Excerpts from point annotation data
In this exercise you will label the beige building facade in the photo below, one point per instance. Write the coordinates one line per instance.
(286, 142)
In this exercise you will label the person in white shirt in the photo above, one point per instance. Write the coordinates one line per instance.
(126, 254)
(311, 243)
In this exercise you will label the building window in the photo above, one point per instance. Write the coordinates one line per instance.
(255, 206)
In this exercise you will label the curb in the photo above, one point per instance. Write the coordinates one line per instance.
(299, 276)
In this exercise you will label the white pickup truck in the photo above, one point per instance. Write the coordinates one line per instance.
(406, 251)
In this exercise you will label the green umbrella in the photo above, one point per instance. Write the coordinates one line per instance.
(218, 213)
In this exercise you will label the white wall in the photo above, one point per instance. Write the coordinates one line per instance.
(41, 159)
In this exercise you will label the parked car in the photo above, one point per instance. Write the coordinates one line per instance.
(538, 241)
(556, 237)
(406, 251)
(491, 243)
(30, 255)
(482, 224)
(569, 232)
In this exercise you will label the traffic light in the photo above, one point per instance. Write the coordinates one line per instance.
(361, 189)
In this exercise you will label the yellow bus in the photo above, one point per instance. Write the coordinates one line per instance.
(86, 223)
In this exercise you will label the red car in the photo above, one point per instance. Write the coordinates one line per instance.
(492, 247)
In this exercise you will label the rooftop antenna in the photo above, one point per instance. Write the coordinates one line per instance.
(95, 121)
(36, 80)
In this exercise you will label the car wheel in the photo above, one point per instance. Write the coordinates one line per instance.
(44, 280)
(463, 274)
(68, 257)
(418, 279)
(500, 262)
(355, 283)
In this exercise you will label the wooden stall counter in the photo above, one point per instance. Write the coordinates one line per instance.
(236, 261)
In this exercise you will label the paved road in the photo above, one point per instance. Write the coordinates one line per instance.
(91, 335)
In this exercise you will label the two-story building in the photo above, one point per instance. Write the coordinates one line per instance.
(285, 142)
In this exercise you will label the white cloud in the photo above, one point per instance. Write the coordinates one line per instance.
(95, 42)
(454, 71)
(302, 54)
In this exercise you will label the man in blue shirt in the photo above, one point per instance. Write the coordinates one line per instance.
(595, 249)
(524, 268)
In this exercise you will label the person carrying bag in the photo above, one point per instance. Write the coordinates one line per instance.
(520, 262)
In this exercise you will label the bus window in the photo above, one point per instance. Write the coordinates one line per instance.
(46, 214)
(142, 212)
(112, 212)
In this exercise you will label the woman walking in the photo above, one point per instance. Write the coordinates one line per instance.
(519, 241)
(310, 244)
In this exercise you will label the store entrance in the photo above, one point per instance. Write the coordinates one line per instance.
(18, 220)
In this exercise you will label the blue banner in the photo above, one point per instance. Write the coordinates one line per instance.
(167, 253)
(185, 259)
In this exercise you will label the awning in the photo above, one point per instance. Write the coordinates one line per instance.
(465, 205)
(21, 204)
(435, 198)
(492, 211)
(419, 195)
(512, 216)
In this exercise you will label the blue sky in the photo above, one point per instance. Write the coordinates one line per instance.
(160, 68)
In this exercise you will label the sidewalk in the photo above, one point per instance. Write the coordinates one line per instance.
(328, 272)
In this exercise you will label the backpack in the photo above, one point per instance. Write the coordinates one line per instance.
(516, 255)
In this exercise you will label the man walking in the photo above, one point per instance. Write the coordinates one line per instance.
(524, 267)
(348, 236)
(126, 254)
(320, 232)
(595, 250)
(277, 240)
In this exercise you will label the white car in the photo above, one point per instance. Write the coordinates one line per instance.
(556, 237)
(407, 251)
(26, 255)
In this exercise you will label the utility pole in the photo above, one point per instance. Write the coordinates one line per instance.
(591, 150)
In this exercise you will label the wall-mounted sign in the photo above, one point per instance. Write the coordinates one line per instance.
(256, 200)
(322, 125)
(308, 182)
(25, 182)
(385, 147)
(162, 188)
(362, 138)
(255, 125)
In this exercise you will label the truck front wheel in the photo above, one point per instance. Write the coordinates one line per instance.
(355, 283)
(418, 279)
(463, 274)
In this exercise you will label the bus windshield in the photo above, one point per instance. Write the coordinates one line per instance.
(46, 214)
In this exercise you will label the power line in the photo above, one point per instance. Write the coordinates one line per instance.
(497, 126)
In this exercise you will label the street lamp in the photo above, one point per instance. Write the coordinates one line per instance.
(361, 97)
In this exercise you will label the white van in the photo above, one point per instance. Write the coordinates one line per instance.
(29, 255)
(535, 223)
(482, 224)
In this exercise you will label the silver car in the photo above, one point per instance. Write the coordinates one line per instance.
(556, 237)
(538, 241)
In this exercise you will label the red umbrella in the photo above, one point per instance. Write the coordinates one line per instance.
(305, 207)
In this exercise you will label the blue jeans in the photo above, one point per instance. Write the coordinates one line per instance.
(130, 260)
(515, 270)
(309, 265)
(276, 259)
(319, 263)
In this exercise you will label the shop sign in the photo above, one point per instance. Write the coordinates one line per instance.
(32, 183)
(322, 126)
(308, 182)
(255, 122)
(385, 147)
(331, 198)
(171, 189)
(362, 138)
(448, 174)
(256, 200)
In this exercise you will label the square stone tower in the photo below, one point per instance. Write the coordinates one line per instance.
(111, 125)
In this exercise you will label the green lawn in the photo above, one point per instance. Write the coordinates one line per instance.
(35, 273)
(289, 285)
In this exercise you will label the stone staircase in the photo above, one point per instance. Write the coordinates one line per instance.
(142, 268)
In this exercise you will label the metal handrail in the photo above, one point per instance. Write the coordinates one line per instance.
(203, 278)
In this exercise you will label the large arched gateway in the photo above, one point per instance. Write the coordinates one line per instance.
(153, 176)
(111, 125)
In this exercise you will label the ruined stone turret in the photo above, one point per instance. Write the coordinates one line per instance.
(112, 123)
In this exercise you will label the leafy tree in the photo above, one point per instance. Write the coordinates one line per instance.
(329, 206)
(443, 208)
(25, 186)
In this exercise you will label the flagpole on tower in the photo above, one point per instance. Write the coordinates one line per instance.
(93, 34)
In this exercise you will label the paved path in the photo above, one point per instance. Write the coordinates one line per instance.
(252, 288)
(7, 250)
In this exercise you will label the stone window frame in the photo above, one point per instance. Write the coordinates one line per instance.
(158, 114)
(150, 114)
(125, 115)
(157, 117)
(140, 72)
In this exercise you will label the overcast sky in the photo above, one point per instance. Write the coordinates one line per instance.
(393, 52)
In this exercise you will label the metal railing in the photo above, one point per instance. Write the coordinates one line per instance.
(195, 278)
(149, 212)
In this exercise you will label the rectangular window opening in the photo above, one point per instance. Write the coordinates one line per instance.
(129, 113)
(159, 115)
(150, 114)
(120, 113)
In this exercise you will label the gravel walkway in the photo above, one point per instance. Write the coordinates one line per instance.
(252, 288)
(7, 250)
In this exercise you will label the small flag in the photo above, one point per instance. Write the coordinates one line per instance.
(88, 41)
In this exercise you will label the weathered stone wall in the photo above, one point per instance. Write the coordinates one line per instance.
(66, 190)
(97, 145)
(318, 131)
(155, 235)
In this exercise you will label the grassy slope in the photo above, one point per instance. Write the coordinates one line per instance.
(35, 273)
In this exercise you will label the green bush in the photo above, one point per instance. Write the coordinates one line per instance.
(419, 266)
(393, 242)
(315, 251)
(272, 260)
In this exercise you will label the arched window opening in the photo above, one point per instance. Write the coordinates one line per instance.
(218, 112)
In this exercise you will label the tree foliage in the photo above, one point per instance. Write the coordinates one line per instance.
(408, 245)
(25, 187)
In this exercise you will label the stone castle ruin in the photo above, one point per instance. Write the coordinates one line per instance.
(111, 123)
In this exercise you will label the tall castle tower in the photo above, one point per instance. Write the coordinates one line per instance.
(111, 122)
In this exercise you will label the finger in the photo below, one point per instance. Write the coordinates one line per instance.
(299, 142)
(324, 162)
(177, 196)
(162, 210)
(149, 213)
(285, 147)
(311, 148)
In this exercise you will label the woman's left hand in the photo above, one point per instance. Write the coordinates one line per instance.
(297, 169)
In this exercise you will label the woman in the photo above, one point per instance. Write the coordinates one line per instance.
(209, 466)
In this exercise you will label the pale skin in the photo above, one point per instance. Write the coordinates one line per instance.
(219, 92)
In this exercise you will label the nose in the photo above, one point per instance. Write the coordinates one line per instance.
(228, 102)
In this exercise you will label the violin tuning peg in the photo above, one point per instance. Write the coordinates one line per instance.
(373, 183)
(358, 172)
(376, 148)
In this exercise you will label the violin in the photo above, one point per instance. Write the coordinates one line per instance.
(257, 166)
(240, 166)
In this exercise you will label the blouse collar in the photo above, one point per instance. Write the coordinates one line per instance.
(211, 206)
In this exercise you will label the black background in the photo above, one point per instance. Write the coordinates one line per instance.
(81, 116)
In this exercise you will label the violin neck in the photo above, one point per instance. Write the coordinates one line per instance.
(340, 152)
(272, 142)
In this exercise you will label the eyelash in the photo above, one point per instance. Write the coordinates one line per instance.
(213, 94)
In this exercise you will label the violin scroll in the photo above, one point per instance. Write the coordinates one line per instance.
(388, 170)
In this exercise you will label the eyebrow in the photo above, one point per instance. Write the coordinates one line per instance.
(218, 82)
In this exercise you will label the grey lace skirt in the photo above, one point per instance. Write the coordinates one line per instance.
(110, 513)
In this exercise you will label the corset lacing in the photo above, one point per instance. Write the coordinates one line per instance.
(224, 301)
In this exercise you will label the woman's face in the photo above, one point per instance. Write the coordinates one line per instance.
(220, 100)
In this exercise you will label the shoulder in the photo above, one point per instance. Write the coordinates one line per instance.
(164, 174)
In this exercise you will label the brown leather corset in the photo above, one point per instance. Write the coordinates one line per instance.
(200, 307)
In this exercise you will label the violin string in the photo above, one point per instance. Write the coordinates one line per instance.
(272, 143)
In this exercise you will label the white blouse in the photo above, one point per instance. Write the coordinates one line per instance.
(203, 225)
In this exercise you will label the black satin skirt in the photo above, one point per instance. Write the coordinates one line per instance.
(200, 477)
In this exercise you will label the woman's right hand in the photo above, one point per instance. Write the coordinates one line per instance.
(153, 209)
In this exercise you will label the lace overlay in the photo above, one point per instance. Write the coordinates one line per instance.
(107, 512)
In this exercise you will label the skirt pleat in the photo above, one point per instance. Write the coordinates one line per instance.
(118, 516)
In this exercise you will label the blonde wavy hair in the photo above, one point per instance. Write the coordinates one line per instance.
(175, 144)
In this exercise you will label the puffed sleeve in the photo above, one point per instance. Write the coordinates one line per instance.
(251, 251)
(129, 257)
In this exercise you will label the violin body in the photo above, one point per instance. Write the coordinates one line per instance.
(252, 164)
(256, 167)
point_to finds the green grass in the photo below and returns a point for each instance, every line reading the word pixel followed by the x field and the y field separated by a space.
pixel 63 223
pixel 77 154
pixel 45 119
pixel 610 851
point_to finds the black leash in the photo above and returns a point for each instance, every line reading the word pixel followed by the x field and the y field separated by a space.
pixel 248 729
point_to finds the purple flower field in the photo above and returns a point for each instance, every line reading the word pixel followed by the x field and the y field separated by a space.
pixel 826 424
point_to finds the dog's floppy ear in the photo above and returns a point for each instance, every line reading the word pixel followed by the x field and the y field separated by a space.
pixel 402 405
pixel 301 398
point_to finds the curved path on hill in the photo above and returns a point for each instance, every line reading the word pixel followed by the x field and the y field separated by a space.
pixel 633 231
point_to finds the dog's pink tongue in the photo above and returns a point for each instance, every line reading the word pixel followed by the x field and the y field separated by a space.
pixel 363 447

--- Requirement ---
Set down nothing but the lines from the one with "point_to finds the black" through the end of the records, keeping each line exactly as written and including both ends.

--- Result for this exercise ---
point_to finds the black leash in the photo above and returns a point for each instance, every line reading the word pixel followed by the x field and the y field separated by a space.
pixel 248 729
point_to finds the purple flower field in the photo above and returns a point for each instance, every line reading the word pixel followed by the x field and the y field separated by a space.
pixel 826 424
point_to finds the dog's floppy ear in the photo above and returns a point for each instance, every line reading the word pixel followed by the x field and the y field separated by a space.
pixel 402 405
pixel 301 398
point_to finds the curved path on hill in the photo above and returns a point for each instance, every line reading the word pixel followed by the x field and the y field separated by a space.
pixel 633 231
point_to finds the dog's pink tongue in the photo above and returns a point for each instance, every line reading the word pixel followed by the x field and the y field separated by a space.
pixel 363 447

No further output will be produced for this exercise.